### TASK
Copy all of the data below word for word and line for line, changing nothing.

▶

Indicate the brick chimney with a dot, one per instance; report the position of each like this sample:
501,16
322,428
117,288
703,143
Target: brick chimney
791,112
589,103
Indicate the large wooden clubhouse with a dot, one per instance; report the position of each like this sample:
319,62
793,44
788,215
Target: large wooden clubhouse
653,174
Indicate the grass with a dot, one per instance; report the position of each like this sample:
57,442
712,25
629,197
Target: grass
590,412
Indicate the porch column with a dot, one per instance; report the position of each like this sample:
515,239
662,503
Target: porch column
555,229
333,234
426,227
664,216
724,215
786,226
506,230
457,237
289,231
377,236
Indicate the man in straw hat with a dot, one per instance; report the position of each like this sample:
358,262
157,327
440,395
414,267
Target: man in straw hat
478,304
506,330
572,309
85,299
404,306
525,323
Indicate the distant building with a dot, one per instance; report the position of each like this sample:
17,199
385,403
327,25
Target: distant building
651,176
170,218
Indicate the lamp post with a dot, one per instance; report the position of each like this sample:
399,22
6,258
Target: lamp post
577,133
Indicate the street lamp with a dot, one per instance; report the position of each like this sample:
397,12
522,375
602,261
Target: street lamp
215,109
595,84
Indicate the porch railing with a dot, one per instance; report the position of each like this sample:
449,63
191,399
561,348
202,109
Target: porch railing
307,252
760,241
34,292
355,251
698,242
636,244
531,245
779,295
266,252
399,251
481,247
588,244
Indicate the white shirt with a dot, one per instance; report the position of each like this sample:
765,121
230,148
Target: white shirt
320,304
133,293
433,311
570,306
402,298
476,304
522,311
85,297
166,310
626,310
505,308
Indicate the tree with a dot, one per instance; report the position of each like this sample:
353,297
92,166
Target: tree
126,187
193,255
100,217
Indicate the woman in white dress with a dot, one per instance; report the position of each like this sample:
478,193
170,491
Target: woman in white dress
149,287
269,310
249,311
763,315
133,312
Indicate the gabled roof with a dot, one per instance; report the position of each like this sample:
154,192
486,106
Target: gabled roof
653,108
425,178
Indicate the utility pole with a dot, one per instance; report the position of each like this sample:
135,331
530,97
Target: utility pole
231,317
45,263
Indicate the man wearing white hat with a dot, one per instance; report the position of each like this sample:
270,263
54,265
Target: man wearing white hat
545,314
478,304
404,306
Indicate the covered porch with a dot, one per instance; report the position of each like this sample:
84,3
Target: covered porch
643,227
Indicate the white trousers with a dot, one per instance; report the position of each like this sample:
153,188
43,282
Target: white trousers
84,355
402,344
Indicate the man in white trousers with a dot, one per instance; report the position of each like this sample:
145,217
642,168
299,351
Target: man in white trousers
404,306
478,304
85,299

◀

### RESPONSE
Indicate the brick chimney with a dot, one per instance; report the position of each like this sample:
501,16
322,428
117,288
703,143
Target: brick chimney
791,112
589,103
Indicate the large wooden clubhouse with a dot, one per instance; report the position of each like this sample:
319,62
793,44
788,215
Target: large wooden clubhouse
653,174
Indicate the grass with a dot, one per instance; report the position of each like this sample:
57,442
712,25
629,197
Target: grass
590,412
Indicate the porch column with a dot, one per instance; report the position of each like this sample:
515,239
662,503
Target: porch column
555,229
333,234
426,227
664,216
724,215
786,226
506,230
457,237
289,231
377,236
Indicate the man in straw hat with a dot, one per instance; report the position of each like this sample:
358,262
157,327
440,395
414,267
Target: man in straw hat
478,304
506,330
572,309
85,299
404,306
525,323
Indicate the distant building with a dot, one per instance; report the position of each like this sample:
17,199
385,403
327,25
Target: distant building
651,176
170,218
Indicate the lamp post with a dot, one per instance; report the position of each like this sample:
399,22
6,258
Target: lamp post
577,133
Indicate the street lamp with a dot, one per instance; report the position of each like this sample:
397,12
522,375
602,261
Target: street lamp
215,109
595,84
Indicate the porch railing with a dot, one per instance; report the position of each like this sample:
449,63
191,399
561,348
202,109
Target: porch railing
307,252
760,241
34,292
355,251
698,242
636,244
531,245
779,295
266,252
399,251
481,247
588,244
Indicate the white shirt with a dot, one per instance; report the position of each like this sample:
765,121
230,148
Target: white shirt
320,304
133,293
433,311
570,306
402,298
476,304
522,311
85,297
166,310
626,310
505,308
Indicate the tree with a dot, one per instance; report the position of each like this sample:
353,297
92,166
Target: tree
126,187
193,255
100,217
Indicate the woman in white dress with a dot, one per instance; report the position of each like this sample:
478,193
170,491
Target: woman in white dress
149,287
269,310
249,311
763,315
133,312
Indicate the gabled roof with a dot, one per instance; report the position of each like this sample:
154,192
486,106
Target: gabled roof
653,108
425,178
Indicate the utility pole with a dot, one per instance; report the position of each like this sample:
135,331
530,97
Target: utility pole
231,317
45,263
Indicate the man wearing white hat with a dot, one per instance; report the position of each like this sample:
270,263
54,265
Target: man wearing white hat
545,314
478,304
404,306
Indicate the covered porch with a dot, one per instance; report the position of each like this sample:
84,3
Target: covered porch
643,227
Indicate the white trousers with a dot, one per instance; report the position of each like this sample:
153,188
43,282
Target: white trousers
84,355
402,344
Indicate the man in white trousers with a dot, one per instance; report the position of each like this sample:
145,217
642,168
299,351
Target: man in white trousers
404,306
478,304
85,299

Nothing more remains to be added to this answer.